**SET TASK:** Please pull out every line of the records below that contains the word "tank". Case counts, so only lines with that exact capitalization qualify.
>> Start
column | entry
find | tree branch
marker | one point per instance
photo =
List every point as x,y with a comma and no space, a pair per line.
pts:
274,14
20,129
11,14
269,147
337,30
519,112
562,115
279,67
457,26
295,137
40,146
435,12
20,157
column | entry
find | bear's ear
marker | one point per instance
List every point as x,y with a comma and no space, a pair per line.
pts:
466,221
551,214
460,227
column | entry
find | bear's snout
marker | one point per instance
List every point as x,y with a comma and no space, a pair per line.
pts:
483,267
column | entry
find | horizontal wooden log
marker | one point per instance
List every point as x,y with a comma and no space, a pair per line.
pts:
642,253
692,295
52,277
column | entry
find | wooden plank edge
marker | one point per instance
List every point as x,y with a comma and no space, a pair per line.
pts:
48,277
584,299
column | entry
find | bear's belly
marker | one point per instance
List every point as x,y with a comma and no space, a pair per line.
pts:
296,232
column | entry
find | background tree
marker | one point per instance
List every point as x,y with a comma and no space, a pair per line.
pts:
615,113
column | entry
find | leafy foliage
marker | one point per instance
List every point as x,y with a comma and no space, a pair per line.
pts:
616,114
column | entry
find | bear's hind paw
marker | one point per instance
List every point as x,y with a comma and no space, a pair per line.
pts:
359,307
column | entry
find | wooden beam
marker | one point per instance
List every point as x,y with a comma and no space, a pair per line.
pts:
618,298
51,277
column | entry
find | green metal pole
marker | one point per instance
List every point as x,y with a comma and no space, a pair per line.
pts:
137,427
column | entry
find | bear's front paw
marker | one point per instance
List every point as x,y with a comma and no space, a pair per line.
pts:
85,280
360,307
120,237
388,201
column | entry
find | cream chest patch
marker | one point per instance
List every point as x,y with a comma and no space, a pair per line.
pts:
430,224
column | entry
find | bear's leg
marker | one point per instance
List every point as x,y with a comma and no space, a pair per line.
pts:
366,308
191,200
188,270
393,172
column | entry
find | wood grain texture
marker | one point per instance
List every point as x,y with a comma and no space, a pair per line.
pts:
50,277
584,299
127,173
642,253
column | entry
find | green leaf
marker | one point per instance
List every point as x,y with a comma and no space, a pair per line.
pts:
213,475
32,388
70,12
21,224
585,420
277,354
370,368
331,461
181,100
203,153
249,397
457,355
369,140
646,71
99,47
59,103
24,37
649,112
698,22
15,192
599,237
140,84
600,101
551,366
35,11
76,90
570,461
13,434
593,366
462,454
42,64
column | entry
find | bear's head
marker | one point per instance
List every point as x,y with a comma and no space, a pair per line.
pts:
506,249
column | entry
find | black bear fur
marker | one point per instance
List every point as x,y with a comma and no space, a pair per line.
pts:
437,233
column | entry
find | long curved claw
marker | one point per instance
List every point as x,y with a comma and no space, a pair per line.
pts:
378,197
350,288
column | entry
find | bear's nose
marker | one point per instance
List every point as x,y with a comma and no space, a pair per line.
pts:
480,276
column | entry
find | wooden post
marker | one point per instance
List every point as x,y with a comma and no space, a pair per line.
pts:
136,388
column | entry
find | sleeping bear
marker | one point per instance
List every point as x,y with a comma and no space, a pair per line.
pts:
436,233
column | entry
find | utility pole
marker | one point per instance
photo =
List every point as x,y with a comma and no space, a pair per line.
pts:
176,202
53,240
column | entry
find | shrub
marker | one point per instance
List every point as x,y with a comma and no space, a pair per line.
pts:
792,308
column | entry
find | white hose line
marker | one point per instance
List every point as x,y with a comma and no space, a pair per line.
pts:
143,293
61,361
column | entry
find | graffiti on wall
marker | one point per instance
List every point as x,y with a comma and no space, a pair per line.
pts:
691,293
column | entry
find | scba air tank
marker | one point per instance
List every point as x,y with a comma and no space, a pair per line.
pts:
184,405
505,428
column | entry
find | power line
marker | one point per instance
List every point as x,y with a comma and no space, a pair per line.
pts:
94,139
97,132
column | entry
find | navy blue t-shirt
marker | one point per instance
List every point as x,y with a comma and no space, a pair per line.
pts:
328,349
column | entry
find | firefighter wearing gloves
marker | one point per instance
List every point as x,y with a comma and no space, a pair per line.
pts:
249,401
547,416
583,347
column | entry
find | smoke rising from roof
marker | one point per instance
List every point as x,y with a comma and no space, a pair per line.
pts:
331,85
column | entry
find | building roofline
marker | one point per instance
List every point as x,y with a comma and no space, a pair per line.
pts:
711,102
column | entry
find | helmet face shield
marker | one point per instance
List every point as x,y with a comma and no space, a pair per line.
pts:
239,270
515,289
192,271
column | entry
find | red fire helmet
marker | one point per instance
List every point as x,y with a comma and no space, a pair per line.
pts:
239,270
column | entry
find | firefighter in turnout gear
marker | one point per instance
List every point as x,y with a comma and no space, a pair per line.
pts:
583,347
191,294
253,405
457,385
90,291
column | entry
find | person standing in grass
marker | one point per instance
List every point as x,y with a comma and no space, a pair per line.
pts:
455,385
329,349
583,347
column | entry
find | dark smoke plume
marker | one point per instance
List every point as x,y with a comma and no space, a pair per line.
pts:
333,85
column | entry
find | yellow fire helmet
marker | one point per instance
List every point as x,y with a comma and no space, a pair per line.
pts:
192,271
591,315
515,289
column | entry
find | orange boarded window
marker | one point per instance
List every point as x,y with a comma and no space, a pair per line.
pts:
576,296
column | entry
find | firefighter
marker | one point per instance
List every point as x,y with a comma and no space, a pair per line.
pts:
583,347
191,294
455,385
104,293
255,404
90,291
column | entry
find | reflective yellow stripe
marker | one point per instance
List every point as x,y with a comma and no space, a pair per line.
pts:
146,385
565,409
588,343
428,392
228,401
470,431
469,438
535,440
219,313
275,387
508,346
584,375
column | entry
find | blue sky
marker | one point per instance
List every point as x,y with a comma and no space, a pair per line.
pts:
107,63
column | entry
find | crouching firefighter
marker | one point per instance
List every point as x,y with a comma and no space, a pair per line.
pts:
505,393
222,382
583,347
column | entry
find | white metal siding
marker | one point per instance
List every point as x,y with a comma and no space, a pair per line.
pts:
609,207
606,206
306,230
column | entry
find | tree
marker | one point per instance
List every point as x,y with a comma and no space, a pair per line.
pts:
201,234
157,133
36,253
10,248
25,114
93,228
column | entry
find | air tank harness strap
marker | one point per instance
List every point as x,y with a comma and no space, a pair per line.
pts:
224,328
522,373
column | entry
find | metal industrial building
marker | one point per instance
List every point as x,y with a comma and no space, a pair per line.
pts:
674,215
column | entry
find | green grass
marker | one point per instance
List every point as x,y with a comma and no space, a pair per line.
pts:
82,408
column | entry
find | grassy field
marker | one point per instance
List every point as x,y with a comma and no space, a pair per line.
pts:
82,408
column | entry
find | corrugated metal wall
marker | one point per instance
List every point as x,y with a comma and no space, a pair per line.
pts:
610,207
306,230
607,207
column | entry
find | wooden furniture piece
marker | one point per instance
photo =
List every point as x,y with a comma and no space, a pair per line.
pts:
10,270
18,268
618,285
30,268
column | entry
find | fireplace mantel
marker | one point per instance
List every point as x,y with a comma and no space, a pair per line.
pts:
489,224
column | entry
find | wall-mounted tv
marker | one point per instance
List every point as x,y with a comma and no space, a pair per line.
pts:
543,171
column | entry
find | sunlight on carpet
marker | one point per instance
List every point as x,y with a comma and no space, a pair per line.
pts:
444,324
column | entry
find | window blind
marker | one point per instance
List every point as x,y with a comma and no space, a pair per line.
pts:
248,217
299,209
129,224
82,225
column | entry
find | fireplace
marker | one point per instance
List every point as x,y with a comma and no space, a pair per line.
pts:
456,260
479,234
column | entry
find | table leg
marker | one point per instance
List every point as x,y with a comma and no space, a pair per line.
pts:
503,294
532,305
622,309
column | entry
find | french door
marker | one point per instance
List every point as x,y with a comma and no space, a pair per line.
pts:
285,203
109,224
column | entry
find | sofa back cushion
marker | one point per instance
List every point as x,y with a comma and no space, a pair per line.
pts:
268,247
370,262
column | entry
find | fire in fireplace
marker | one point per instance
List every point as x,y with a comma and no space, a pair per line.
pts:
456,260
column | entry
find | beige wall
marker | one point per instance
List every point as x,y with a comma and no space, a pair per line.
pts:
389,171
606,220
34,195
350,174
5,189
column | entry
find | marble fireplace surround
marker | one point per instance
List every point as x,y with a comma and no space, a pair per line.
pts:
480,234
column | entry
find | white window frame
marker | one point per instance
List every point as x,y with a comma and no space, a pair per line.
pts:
>> End
**REPLY:**
find | scba air tank
find | air tank harness strap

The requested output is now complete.